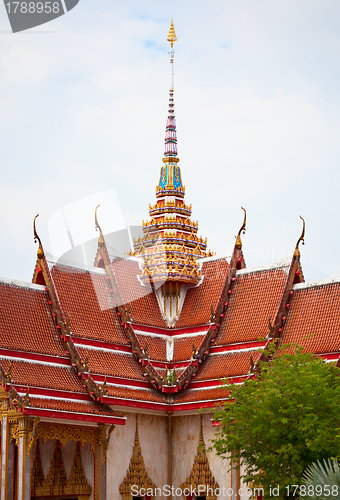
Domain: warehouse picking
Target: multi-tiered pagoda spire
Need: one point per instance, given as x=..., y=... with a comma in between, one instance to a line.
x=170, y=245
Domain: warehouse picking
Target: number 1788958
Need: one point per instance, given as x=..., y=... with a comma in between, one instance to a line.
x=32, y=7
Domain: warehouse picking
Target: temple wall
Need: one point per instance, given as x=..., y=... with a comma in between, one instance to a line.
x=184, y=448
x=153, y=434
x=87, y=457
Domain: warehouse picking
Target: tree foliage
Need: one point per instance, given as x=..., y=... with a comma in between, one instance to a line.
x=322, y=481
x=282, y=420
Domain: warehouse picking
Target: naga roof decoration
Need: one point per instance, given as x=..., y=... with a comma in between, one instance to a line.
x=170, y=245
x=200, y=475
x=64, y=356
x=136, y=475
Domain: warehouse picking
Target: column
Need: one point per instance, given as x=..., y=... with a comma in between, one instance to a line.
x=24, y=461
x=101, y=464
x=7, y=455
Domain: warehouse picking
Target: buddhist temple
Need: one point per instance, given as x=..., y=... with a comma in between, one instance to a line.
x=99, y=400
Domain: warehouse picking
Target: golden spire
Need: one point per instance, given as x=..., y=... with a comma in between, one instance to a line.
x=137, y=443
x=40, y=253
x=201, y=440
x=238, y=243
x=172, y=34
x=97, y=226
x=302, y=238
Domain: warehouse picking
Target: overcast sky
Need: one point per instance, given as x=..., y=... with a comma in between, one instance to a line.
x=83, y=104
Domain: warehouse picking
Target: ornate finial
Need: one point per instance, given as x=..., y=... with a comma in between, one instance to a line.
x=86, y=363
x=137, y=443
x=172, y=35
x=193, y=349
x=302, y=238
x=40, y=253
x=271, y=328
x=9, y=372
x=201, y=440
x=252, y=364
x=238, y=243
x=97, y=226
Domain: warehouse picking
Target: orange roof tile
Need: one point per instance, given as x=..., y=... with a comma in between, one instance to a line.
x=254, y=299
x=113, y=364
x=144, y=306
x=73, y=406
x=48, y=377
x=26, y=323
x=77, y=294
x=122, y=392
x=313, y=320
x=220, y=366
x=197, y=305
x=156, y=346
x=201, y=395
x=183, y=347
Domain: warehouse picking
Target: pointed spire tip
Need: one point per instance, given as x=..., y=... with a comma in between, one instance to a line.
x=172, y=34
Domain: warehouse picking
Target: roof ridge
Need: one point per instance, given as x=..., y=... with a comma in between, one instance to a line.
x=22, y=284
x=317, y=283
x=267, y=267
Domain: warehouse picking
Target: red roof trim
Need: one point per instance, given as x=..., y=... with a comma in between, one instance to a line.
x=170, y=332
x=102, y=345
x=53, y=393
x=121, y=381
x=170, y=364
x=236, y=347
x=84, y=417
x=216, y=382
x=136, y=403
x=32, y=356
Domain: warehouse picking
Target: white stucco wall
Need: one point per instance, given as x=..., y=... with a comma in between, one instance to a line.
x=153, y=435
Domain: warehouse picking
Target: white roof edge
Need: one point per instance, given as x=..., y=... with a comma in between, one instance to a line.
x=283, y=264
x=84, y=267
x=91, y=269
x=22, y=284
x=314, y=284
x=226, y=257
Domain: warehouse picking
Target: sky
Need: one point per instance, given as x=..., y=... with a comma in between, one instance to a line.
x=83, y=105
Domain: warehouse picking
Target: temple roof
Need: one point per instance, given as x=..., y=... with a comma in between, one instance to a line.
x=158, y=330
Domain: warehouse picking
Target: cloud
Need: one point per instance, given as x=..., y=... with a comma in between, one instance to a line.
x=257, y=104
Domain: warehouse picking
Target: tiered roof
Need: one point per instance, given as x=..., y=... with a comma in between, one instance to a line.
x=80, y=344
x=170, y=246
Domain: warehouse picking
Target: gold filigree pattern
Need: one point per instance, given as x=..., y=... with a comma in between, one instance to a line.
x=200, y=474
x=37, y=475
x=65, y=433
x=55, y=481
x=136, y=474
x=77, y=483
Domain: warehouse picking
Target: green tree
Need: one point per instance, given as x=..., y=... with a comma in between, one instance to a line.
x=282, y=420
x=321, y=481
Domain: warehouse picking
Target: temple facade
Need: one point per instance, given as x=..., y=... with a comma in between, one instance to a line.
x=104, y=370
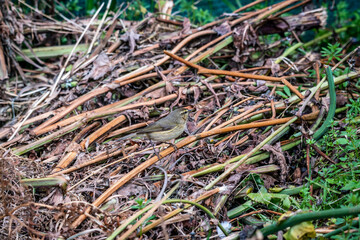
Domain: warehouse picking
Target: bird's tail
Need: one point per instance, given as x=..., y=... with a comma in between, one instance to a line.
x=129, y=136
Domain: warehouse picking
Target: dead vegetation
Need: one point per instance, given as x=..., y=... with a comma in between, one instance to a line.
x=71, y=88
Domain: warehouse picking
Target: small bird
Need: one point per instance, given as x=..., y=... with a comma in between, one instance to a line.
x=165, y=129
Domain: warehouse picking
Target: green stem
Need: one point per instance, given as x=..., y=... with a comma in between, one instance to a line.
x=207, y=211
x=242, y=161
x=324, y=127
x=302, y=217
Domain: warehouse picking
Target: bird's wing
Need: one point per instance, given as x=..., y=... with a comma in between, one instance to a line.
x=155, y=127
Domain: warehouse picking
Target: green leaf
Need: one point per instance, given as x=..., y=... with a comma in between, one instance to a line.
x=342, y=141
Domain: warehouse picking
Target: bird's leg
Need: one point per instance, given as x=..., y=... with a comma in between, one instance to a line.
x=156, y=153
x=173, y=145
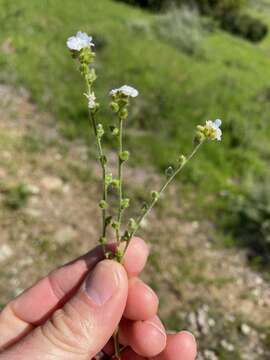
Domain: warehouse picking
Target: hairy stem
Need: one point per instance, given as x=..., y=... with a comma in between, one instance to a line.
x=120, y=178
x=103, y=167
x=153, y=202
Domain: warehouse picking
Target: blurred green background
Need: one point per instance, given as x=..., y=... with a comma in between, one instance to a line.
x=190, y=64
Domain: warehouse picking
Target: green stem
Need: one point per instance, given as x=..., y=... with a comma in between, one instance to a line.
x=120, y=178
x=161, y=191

WHAT NEEDS TO BE DONE: Format every one of the rows above as a two-column CSV with the header text,answer, one line per row. Put each field in double quotes, replace line breaks inside a field with spaces, and leave out the picture markers.

REPLY:
text,answer
"Domain: warehouse picking Target: multi-tiered pagoda spire Need: one point per instance, given as x=..., y=... with a comma in between, one instance to a line.","x=170, y=245"
"Domain: warehouse picking Target: number 1788958 Need: one point per instance, given as x=..., y=... with a comma in between, one instance to a line.","x=32, y=7"
"Domain: warehouse picking Target: temple wall Need: one point per instance, given as x=..., y=... with a comma in between, one instance to a line.","x=184, y=448 x=153, y=434 x=87, y=457"
"Domain: warehouse picking Target: tree foliage Need: one point per instance, given as x=..., y=... with a comma in between, one instance to a line.","x=322, y=481 x=282, y=420"
"Domain: warehouse picking Target: naga roof decoration Need: one point per instance, given as x=..., y=... with a comma in between, one instance to a line.","x=170, y=245 x=200, y=475 x=64, y=356 x=136, y=475"
"Domain: warehouse picking Target: column Need: one point per instance, given as x=..., y=... with a comma in between, one instance to a line.","x=24, y=461 x=101, y=464 x=7, y=455"
"Domain: warehouse picking Target: buddhist temple Need: one point per instance, given as x=..., y=... with a comma in between, one instance to a line.","x=99, y=400"
"Domain: warehouse picking Target: golden spire Need: one point per instance, given as x=..., y=... with a comma in between, one instance to a line.","x=137, y=443 x=40, y=253 x=201, y=440 x=238, y=243 x=172, y=34 x=97, y=226 x=302, y=238"
"Domain: warehouse picking Target: overcast sky Need: one point per instance, given as x=..., y=... with a comma in between, one instance to a line.","x=83, y=104"
"Domain: warehouse picking Target: ornate finial Need: one point per instance, given as x=..., y=... with a comma in between, one instance to a line.","x=86, y=363 x=137, y=443 x=172, y=35 x=193, y=349 x=302, y=238 x=40, y=253 x=271, y=328 x=9, y=372 x=201, y=440 x=252, y=364 x=238, y=243 x=97, y=226"
"Domain: warehouse picking Target: orange roof tile Need: one point per instance, given as x=..., y=... with a comma in between, one instance to a line.","x=254, y=299 x=113, y=364 x=144, y=306 x=73, y=406 x=48, y=377 x=26, y=323 x=77, y=294 x=122, y=392 x=313, y=320 x=220, y=366 x=197, y=305 x=156, y=346 x=201, y=395 x=183, y=347"
"Domain: warehouse picking Target: pointed spire tip Need: one point per instance, given as x=..., y=... with a comma in between, one instance to a line.","x=172, y=34"
"Domain: warehouse picking Target: roof ridge Need: one point per instance, given as x=..., y=... with a comma in between, one instance to a line.","x=22, y=284 x=317, y=283 x=267, y=267"
"Domain: warehouse picking Target: red roof trim Need: one point per instance, given as x=..., y=... with a comma in between, one instance to a line.","x=170, y=332 x=102, y=345 x=53, y=393 x=121, y=381 x=170, y=364 x=236, y=347 x=84, y=417 x=216, y=382 x=136, y=403 x=32, y=356"
"Domain: warehouse picking Target: white stucco wall Need: one point per instance, given as x=..., y=... with a comma in between, one instance to a line.","x=153, y=435"
"Domain: warehouse picking Target: white roof edge Need: one point per instance, given as x=..., y=... with a comma in between, one instance to a line.","x=283, y=264 x=84, y=267 x=91, y=269 x=22, y=284 x=314, y=284 x=226, y=257"
"Domain: warehouse picking Target: sky Need: one point per instance, given as x=..., y=... with a comma in between, one instance to a line.","x=83, y=105"
"Domain: warehouse picking Target: temple roof Need: one point per instance, given as x=..., y=... with a comma in between, one instance to a line.","x=158, y=330"
"Domain: warehouse picking Target: cloud Need: one point per instance, given as x=..., y=... with a comma in between, one instance to a line.","x=257, y=104"
"Domain: warehouse picking Target: tiered roof Need: one point per instance, given as x=..., y=... with a comma in between, one instance to a line.","x=80, y=344 x=170, y=246"
"Domain: warehouse picking Target: gold filigree pattern Need: one point per instance, given as x=..., y=... with a comma in between, one instance to a line.","x=200, y=474 x=37, y=475 x=65, y=433 x=55, y=481 x=136, y=474 x=77, y=483"
"Domain: warehouse picking Target: green tree Need: one point per instance, given as x=..., y=... with a comma in between, one instance to a line.","x=282, y=420 x=321, y=481"
"Domain: warehouse picking Target: temple facade Need: one point per instance, given as x=..., y=... with a comma in between, one instance to a line.","x=104, y=370"
"Domain: warehouse picking Target: bird's tail Need: one point per instance, given as x=..., y=... with a comma in between, one instance to a line.","x=129, y=136"
"Domain: warehouse picking Target: dead vegetation Need: one point per instance, given as x=..., y=... with a comma in between, one instance to a line.","x=71, y=88"
"Domain: warehouse picking Target: small bird Need: one point per instance, given as x=..., y=... with a comma in between, one instance to a line.","x=165, y=129"
"Domain: warehouse picking Target: green stem Need: one point per instance, given as x=..., y=... with a comma in between, one instance to a line.","x=207, y=211 x=242, y=161 x=324, y=127 x=302, y=217"
"Domain: warehouse picking Target: bird's wing Need: one point per instance, given as x=..., y=... with a comma in between, one instance to a line.","x=155, y=127"
"Domain: warehouse picking Target: green leaf Need: one point per instance, given as x=..., y=... with a comma in between, one instance to a line.","x=342, y=141"
"Domain: warehouse picking Target: bird's leg Need: one point per instance, given as x=..., y=... with a comma in between, one instance to a line.","x=156, y=153 x=173, y=145"
"Domain: warehouse picking Target: hairy stem Need: one point per instance, given as x=..., y=... with a comma in between, one instance to a line.","x=120, y=178 x=103, y=167 x=153, y=202"
"Domain: warehouse picking Target: blurred green background Need: one point per instance, given as x=..., y=... with a comma in between, one instance to a line.","x=190, y=64"
"Domain: warehouse picking Target: green stem Need: one point per instance, given as x=..., y=... with a comma in between, one instance to a line.","x=120, y=178 x=161, y=191"